Data for the task:
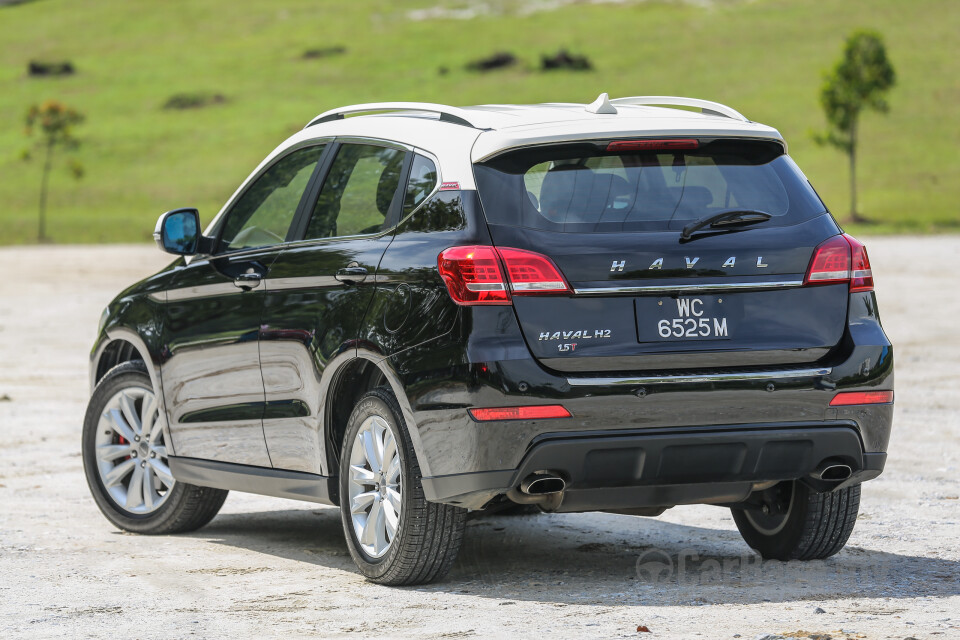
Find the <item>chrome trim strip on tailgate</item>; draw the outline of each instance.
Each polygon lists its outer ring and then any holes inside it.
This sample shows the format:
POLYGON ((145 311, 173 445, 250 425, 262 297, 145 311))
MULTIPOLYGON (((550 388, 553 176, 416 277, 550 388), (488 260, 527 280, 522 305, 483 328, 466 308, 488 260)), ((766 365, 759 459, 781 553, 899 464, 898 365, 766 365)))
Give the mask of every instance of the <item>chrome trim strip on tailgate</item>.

Work to be completed:
Retype the records exactly, but skip the pictures.

Completed exercise:
Find the <item>chrome trim strip on tailgate</item>; draw the outline of each instance.
Each polygon lists its outer ring and then any holes inside it.
This sample shows the format:
POLYGON ((145 311, 173 445, 250 425, 262 297, 145 311))
MULTIPOLYGON (((550 388, 553 176, 416 277, 550 388), (488 260, 527 280, 522 305, 483 328, 466 308, 488 260)), ((766 365, 759 459, 781 553, 899 464, 898 365, 766 365)))
Give the mask of every instance of the <item>chrome trim strip on tailgate</item>.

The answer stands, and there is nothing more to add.